STUDY TEXT

┄┄┄┄┄┄┄┄┄┄

Objectives The psychological and physical recovery after anterior cruciate ligament (ACL) reconstruction (ACLR) may or may not occur in parallel. A common scenario is the uninformed athlete who lacks awareness of physical deficiencies and returns to sport prematurely. There is increasing evidence that most patients do not meet return to play criteria at 6 months and physical deficits may still persist 1 year after surgery. We hypothesise that a Quality of Movement Assessment for Return to Sport (QMA-RTS) testing programme may have a negative impact on athletes’ perception of psychological readiness to return.
Methods A total of 30 athletes who had ACLR and underwent the QMA-RTS 4–10 months after ACLR were recruited. They were randomised to one of two groups that both completed a baseline ACL Return to Sport after Injury (ACL-RSI) scale before their QMA-RTS appointment. In the intervention group, participants completed a second ACL-RSI after the QMA-RTS. In the control group, participants completed their second survey before the session. The mean difference in scores between the two groups was compared using an independent samples t-test.

┄┄┄┄┄┄┄┄┄┄

DATA SUPPLIED
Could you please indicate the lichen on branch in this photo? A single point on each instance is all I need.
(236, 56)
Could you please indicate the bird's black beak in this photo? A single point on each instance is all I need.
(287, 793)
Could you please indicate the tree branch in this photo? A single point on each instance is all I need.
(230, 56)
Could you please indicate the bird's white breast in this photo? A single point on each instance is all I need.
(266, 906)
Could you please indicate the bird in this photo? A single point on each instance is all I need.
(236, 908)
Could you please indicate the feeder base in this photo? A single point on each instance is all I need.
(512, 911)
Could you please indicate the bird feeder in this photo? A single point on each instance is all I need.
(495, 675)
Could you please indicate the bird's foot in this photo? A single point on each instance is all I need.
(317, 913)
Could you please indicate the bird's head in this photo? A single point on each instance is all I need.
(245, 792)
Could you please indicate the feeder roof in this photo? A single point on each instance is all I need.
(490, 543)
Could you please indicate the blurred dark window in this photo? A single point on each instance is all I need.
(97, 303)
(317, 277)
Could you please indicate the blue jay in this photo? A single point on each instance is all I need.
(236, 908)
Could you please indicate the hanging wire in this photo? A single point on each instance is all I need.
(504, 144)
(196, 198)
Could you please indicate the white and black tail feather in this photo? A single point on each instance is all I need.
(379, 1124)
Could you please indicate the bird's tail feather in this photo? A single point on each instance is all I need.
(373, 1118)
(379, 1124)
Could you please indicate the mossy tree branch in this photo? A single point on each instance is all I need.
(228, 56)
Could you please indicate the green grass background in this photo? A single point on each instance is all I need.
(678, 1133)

┄┄┄┄┄┄┄┄┄┄

EXERCISE A
In the text on recovery after ACL reconstruction, when did participants in the control group complete their second survey?
EXERCISE B
Write what follows the last sentence of the text on recovery after ACL reconstruction.

FINAL ANSWER A
They completed it before the QMA-RTS session.

FINAL ANSWER B
Results The groups were balanced for sex (9/15 female), mean age (16 years) and average time since surgery (6 months). The baseline ACL-RSI scores were not statistically different between groups (4.6 (95% CI −10.6 to 19.8), p=0.54). In the controls, there was an increase in scores (+4.4) between the first and second surveys, while there was a decrease in the intervention group (−3.4). This difference between groups was not statistically significant (7.8 (95% CI −1.7 to 17.3), p=0.10).
Conclusions The QMA-RTS programme did not significantly reduce patients’ mean scores on the ACL-RSI compared with controls. The limited effect on psychological responses may be due to the athletes’ self-awareness of their physical deficits at 6 months after ACLR.
Level of evidence Level II, randomised controlled trial.